Please copy out the entries from the line that contains "Pick out the green leaf in this picture." through the line that contains "397 222 607 458", keeping every line, and shift each answer coordinate by adding 45. Leave the sample coordinates after "e.g." unchanged.

— START OF RECORDS —

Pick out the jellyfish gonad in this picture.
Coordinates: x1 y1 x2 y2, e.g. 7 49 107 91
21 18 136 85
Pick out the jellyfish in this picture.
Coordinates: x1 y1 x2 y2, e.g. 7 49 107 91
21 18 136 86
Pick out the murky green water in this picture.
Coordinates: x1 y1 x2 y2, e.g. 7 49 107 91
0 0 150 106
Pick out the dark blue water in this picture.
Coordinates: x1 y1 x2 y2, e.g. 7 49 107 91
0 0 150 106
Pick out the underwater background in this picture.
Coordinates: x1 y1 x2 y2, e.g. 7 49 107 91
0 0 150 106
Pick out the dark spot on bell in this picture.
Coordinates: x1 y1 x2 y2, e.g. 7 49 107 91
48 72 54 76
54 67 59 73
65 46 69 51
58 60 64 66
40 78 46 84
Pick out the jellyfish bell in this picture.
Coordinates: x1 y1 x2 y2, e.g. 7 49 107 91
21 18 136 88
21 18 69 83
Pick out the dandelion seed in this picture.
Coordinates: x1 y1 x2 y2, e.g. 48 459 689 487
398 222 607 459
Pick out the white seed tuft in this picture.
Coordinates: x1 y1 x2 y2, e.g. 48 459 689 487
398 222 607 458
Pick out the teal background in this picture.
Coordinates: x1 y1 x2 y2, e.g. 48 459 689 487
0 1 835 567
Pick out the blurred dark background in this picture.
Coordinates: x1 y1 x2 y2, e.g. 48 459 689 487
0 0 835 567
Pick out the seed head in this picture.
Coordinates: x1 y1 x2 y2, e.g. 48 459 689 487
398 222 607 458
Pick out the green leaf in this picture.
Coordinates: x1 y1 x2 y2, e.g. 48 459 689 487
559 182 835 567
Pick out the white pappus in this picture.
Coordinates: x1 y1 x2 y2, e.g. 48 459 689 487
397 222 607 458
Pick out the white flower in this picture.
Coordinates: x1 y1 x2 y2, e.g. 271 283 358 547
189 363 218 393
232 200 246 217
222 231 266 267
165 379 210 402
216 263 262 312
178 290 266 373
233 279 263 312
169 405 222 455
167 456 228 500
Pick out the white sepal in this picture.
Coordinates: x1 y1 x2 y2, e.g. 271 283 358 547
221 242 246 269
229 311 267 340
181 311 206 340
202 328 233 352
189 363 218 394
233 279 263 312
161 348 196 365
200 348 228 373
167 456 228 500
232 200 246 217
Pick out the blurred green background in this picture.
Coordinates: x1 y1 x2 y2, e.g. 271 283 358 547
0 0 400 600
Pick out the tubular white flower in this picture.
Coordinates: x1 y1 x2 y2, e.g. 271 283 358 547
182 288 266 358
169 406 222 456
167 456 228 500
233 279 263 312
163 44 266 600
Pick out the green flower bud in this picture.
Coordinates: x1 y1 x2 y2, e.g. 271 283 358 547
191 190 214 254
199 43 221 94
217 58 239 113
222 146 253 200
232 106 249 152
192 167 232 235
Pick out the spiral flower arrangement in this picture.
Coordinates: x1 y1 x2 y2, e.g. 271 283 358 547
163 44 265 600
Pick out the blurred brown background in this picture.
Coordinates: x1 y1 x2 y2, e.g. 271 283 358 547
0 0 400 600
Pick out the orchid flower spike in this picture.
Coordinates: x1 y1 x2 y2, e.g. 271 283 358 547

— END OF RECORDS —

ANSWER TO THE TASK —
Pick out the green leaf in this picture.
Coordinates: x1 y1 x2 y2, e.g. 48 459 689 487
604 227 880 612
Pick out the white pappus in this picture.
Coordinates: x1 y1 x2 y2, e.g. 48 459 689 487
442 267 652 503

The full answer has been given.